Can you pull out, word for word, the lines of the items below, starting at the line containing "Where can you see the white downspout" and ending at the line containing "column 163, row 483", with both of those lines included?

=== DATASET CONTENT ===

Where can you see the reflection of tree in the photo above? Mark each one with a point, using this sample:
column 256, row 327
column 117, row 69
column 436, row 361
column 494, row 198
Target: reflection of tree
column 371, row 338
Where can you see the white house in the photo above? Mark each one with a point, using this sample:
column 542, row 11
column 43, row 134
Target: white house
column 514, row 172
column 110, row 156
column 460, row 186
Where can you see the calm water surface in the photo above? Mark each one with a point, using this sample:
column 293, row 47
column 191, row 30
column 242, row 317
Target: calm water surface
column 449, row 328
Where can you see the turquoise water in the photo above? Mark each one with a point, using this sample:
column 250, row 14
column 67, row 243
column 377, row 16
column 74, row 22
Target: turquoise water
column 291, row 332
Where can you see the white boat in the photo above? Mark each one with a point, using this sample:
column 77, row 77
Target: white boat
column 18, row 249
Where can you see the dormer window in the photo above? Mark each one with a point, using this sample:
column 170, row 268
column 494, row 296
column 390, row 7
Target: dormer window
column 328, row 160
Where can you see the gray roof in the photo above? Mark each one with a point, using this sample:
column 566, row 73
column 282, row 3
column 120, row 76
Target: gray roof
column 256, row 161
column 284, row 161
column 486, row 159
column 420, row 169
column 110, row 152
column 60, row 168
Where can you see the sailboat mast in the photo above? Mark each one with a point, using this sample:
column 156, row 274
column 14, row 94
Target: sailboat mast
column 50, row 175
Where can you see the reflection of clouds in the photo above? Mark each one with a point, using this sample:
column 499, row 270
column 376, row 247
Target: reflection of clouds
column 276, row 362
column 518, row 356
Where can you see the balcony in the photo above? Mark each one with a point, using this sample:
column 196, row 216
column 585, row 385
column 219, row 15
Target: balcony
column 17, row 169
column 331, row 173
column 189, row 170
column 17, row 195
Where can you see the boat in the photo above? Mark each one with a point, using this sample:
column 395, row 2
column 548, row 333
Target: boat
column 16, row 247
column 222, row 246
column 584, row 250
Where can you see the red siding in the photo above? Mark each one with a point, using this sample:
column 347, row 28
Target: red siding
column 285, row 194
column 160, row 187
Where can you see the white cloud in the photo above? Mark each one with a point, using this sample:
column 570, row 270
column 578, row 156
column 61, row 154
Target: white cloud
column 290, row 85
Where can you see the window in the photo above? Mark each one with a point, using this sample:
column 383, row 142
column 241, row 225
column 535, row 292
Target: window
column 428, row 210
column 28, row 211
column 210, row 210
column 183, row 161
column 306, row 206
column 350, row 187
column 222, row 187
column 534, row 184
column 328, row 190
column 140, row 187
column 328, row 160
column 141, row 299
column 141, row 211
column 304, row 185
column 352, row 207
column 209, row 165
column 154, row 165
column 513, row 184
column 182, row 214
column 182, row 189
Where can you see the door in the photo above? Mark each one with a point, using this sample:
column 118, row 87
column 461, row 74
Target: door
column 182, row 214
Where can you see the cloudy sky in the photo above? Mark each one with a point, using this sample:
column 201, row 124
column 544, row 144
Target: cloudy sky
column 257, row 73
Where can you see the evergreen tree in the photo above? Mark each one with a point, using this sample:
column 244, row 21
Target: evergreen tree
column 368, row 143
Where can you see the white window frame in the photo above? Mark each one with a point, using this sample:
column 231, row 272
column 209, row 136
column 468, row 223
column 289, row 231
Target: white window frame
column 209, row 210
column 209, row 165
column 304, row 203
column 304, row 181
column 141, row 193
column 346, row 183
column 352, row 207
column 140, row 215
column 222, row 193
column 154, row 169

===
=== DATASET CONTENT ===

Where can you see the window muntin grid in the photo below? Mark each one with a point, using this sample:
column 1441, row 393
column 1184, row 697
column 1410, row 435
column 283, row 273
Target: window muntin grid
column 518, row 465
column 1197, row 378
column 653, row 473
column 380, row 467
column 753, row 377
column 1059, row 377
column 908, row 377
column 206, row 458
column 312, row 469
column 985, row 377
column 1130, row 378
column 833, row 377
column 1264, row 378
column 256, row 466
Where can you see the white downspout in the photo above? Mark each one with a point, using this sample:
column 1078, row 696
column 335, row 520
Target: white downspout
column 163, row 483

===

- _CORRECT ANSWER_:
Where can you see the white downspout in the photo above? Mark each one with a point, using this sample:
column 1078, row 696
column 335, row 520
Target: white downspout
column 163, row 483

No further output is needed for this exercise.